Energy Park is a large mixed-use project in Saint Paul, Minnesota's Midway district that began in 1982. The area is bounded by Lexington Parkway on the east, BNSF (former Great Northern) railroad tracks on the south, Snelling Avenue on the west, and BNSF (former Northern Pacific) tracks on the north. It has industrial, commercial, and residential uses. Though not typical of any projects in the Twin Cities, Energy Park is a quintessential 1980s development activity. 

Saint Paul planners formed plans to transform over 200 acres of largely disused railroad land in the heart of the city into an asset. Energy Park was a product of the mid 1970s energy crisis and was intended as a model urban environment focused on energy conservation. The intention was for the buildings to be energy efficient and for people to live and work within the area, mostly in energy-related jobs. These intentions had little success, resulting in some critics considering the Energy Park a failure. In 1980, the project received $12.1 million from the federal government as an Urban Development Action Grants.

The first years of the project weren't very successful. Planning and start-up took much longer than municipal officials anticipated, and the apparent end of the energy crisis undermined the premise behind the "model urban environment". The Bandana Square, the project's retail center, seemed to be a failure. The condominiums didn't sell well. Job growth, industrial tenants, housing construction did not meet the expectations outlined in the plans.

— Tasks and exercises —
1. Retype the part of the Energy Park text that opens with the words "Saint Paul planners" and closes with "Development Action Grants.".
2. Write what comes next in the Energy Park text, picking up after its last sentence.

— Information given —
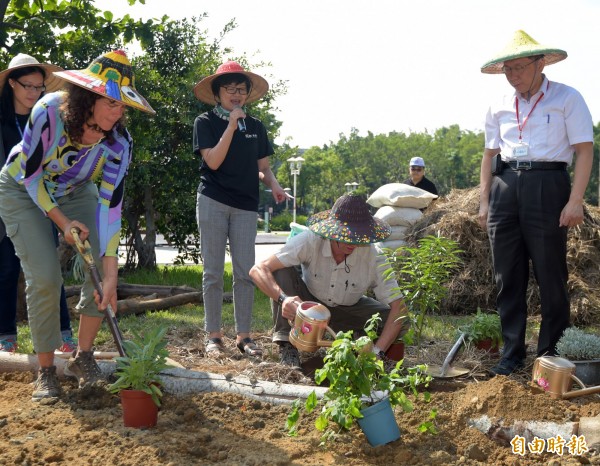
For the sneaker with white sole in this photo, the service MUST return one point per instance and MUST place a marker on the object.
(69, 345)
(8, 345)
(84, 368)
(46, 385)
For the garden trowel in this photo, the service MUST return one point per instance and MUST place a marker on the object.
(446, 370)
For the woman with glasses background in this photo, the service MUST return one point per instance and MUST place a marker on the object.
(234, 148)
(22, 84)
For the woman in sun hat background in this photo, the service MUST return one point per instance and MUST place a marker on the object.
(527, 202)
(339, 263)
(234, 148)
(22, 84)
(71, 139)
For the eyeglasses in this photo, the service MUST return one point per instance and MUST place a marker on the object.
(234, 90)
(31, 87)
(519, 68)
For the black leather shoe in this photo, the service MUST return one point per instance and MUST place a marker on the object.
(506, 367)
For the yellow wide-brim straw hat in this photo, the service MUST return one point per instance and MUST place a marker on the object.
(203, 89)
(23, 60)
(522, 45)
(109, 75)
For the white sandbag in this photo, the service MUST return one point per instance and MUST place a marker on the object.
(401, 195)
(398, 232)
(398, 216)
(393, 245)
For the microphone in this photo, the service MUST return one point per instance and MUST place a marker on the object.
(241, 123)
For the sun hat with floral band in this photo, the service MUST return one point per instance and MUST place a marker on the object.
(109, 75)
(522, 45)
(349, 221)
(23, 60)
(203, 89)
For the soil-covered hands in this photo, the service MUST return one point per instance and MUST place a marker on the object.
(572, 214)
(289, 307)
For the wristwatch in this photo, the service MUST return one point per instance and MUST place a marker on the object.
(378, 351)
(281, 298)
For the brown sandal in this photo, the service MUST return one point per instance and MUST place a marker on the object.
(249, 347)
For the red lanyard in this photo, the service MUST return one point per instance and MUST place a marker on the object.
(528, 115)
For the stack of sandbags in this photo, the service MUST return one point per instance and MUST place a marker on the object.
(400, 206)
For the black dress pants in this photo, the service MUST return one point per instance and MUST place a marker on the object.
(523, 225)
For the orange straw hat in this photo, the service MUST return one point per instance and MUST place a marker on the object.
(23, 60)
(203, 90)
(522, 45)
(109, 75)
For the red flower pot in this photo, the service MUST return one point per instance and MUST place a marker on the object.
(138, 409)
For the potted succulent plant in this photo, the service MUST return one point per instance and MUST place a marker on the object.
(138, 380)
(484, 331)
(582, 349)
(360, 389)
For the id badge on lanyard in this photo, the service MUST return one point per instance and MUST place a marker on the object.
(521, 150)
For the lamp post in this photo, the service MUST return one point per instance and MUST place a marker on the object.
(295, 165)
(287, 191)
(351, 186)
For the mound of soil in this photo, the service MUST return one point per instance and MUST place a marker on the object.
(86, 427)
(455, 216)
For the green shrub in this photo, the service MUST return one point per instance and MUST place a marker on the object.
(422, 273)
(578, 345)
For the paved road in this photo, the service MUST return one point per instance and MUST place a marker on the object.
(266, 245)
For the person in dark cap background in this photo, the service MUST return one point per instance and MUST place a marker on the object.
(527, 202)
(339, 262)
(417, 176)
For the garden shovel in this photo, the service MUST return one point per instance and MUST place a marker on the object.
(445, 370)
(85, 250)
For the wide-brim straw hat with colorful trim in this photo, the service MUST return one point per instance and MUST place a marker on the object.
(109, 75)
(523, 45)
(203, 89)
(349, 221)
(23, 60)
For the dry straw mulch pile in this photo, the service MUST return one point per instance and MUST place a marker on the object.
(455, 216)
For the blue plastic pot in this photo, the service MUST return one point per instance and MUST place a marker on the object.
(379, 424)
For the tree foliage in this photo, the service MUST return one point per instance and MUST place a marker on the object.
(67, 33)
(163, 180)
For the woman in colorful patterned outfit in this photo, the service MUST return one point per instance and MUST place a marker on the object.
(71, 139)
(234, 148)
(21, 86)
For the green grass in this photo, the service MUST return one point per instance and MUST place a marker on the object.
(189, 319)
(184, 320)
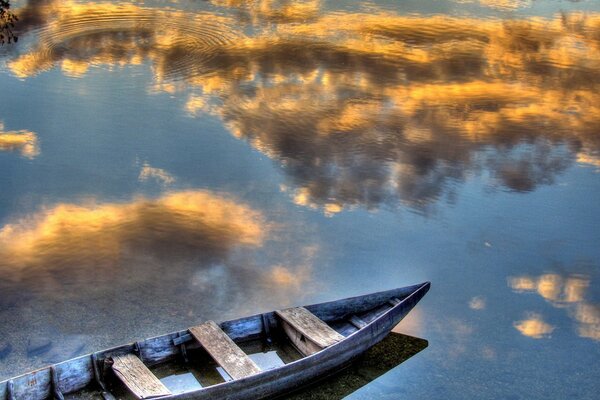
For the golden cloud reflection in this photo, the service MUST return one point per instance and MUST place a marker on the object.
(534, 327)
(562, 292)
(158, 174)
(103, 268)
(170, 226)
(22, 141)
(195, 241)
(360, 110)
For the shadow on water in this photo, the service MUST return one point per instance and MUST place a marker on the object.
(395, 349)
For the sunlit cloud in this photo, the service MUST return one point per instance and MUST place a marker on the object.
(22, 141)
(534, 327)
(148, 172)
(477, 303)
(173, 225)
(415, 109)
(563, 292)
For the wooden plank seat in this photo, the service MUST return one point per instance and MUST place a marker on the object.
(137, 377)
(308, 333)
(224, 351)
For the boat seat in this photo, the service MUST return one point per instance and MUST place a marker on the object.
(224, 351)
(308, 333)
(137, 377)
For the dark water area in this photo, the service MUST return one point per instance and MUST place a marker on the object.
(163, 163)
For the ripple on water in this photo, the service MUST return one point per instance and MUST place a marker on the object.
(178, 45)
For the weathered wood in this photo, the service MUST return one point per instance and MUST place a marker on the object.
(137, 377)
(373, 308)
(310, 326)
(394, 301)
(224, 351)
(55, 389)
(182, 339)
(357, 321)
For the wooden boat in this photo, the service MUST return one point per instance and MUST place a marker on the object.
(327, 336)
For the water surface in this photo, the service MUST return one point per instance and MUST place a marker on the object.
(163, 163)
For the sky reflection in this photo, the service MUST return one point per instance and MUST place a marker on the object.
(561, 292)
(416, 107)
(194, 160)
(22, 141)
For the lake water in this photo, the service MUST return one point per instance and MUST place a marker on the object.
(167, 162)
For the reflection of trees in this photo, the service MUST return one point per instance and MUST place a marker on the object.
(363, 110)
(7, 23)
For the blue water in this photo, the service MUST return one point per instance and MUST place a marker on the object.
(164, 163)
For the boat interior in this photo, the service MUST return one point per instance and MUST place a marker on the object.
(210, 353)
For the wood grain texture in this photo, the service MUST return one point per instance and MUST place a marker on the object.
(224, 351)
(137, 377)
(310, 326)
(357, 321)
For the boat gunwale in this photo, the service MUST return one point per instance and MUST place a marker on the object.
(129, 347)
(328, 349)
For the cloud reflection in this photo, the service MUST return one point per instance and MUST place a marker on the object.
(534, 327)
(567, 292)
(360, 110)
(22, 141)
(212, 243)
(172, 226)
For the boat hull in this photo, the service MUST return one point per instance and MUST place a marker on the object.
(73, 375)
(309, 369)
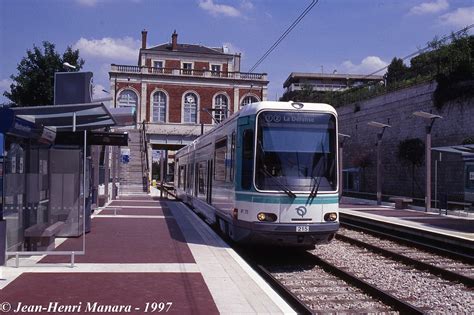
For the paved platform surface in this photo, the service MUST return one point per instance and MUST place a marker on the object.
(461, 227)
(142, 255)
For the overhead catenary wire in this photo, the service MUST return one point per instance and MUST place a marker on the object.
(426, 48)
(284, 34)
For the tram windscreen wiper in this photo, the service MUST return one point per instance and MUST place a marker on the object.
(273, 178)
(317, 180)
(281, 185)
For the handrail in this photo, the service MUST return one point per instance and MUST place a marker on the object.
(189, 72)
(144, 156)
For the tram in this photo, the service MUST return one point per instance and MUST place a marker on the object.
(268, 174)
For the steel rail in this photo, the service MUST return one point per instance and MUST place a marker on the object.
(414, 238)
(387, 298)
(420, 265)
(299, 306)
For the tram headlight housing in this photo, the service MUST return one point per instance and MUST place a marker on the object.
(330, 216)
(268, 217)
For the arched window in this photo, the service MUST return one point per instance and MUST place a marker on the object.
(127, 98)
(190, 108)
(159, 106)
(221, 103)
(249, 99)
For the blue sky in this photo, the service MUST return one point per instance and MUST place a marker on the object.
(350, 36)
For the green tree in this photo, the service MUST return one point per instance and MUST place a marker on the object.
(397, 71)
(412, 151)
(34, 83)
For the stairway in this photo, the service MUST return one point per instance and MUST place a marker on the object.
(131, 174)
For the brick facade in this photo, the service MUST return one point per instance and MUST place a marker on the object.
(396, 109)
(144, 80)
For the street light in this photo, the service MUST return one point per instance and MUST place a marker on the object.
(68, 65)
(432, 119)
(342, 138)
(382, 128)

— Responses by task —
1.
Saint Paul planners formed plans to transform over 200 acres of largely disused railroad land in the heart of the city into an asset. Energy Park was a product of the mid 1970s energy crisis and was intended as a model urban environment focused on energy conservation. The intention was for the buildings to be energy efficient and for people to live and work within the area, mostly in energy-related jobs. These intentions had little success, resulting in some critics considering the Energy Park a failure. In 1980, the project received $12.1 million from the federal government as an Urban Development Action Grants.

2.
By 1985, the Energy Park saw more prosperity, and in 1989, it was described as "plainly a success". The first two phases of housing construction were completed and largely occupied. The industrial space was filling in, although not all employment was energy related. Bandana Square seemed prosperous. The center would later be turned over to the Saint Paul Port Authority after it lost the Wilder Foundation $9 million. 

Factors that contributed to the success of the Energy Park include the Saint Paul Port Authority's economic strength and industrial marketing skills; the Planning Economic Development's staff creativity in packaging the deal and obtaining substantial and extraordinary federal aid; the involvements of the non-profit Wilder Foundation in the housing and retail development, in cooperation with the Department of Planning Economic Development; the inclusion of representatives from several district councils in the project's planning; the flexibility of various agencies - including their ability to adapt to the loss of the project's original theme; and finally, George Latimer's leadership as mayor. The Wilder Foundation invested $35 million in Energy Park retail, housing and office developments.

The Minnesota Children's Museum was located in the neighborhood from 1985 to 1995.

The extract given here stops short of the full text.